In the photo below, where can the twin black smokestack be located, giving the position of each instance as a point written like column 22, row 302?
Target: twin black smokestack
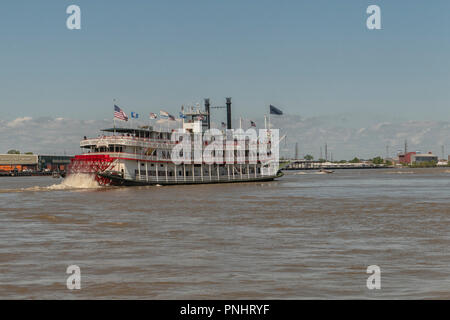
column 208, row 111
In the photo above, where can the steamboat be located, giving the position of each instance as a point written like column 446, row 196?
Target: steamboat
column 139, row 156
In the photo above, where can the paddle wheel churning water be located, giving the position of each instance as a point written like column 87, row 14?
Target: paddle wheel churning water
column 92, row 165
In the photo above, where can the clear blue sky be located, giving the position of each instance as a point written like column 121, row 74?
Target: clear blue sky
column 307, row 57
+===+
> **Activity**: Go through the entries and copy every line that has "above".

> **Solution to this exercise**:
In the photo above, where can the steamboat be located, giving the position of each instance as a point written like column 446, row 196?
In the photo above, where can the paddle wheel churning water be located, giving the position of each instance as a point written like column 87, row 14?
In the photo above, where can the clear blue sky be located, giving the position of each instance as a point written like column 121, row 74?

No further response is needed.